The Aim
To foster a collaborative environment where students acquire practical and effective professional language skills relevant to your professional field, directly enhancing their employability and contribution to your organization.
Your role
As a prospective employer, your involvement is crucial in bridging the gap between academic learning and work-related professional demands.

Employer to student:
Provide information
about internships, including opportunities that require LSP skills. If possible, hold joint meetings with subject and language teachers and student representatives.
Provide students with work-related context
i.e. participate in planning (and if possible, taking part in) role-plays and give students practical experience.
Participate in student conferences/seminars/exams
and provide constructive feedback.
Give students the opportunity
to learn a professional language in an authentic work environment including during internships.
Provide constructive feedback
for evaluating students in the workplace/internship and share it also with subject and language teachers.

------------------------------

● **EXERCISE GOAL**
Please answer from the employer guidance above: besides providing constructive feedback for evaluating students in the workplace or internship, with whom should employers share that feedback?

● **DATASET EXTRACT**

------------------------------

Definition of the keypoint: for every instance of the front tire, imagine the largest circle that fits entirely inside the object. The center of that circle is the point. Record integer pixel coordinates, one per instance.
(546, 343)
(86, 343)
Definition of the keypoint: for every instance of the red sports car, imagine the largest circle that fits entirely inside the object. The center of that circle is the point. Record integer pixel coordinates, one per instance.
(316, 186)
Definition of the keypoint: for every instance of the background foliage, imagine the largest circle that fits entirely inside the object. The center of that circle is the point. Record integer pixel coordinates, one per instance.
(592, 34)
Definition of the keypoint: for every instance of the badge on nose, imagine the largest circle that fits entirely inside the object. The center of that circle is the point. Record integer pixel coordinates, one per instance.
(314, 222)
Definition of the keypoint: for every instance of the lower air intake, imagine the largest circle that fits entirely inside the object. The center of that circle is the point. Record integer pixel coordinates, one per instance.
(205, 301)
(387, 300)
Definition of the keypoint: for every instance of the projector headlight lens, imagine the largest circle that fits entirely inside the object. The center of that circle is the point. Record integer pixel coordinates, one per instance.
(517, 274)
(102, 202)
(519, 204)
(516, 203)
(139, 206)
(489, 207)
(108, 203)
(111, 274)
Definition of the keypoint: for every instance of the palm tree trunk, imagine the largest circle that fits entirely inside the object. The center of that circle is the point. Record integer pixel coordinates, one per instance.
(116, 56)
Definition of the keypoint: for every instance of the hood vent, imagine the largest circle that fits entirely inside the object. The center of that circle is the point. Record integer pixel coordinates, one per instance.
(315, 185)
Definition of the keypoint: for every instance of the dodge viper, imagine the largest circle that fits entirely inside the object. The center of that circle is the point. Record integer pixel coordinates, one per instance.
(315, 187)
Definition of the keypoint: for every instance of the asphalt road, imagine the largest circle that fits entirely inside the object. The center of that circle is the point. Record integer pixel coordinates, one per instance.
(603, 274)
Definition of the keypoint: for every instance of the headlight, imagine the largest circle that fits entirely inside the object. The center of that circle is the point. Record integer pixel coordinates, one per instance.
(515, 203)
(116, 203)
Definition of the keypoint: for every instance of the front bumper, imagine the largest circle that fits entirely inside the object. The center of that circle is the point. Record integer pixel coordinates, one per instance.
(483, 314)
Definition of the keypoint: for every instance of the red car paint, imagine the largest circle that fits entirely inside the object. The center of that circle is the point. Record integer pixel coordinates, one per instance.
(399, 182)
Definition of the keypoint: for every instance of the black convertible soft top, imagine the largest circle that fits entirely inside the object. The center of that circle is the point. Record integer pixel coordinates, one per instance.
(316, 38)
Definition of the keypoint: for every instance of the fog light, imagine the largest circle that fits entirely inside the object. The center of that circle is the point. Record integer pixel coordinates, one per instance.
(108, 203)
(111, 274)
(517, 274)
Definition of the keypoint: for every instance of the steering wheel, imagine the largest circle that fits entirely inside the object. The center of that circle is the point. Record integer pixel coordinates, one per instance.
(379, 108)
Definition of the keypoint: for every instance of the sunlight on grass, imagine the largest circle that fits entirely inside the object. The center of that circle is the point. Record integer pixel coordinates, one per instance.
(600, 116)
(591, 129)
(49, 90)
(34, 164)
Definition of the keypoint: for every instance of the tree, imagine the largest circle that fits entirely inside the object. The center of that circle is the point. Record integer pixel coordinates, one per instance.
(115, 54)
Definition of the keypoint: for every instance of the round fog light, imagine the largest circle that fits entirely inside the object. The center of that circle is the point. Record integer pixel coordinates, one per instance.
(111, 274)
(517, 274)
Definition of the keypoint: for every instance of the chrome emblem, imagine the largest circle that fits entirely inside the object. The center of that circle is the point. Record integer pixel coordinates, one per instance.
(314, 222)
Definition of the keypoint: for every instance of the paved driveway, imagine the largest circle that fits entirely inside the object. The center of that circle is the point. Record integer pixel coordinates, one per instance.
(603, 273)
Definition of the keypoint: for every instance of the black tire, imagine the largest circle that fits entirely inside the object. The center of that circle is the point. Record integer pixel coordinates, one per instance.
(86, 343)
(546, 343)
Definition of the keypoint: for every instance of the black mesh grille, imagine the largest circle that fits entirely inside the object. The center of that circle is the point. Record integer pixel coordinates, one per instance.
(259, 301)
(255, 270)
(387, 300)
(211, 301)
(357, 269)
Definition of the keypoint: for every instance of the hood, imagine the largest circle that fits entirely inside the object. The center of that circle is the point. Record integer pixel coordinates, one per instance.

------------------------------

● **YOUR SOLUTION**
With subject and language teachers.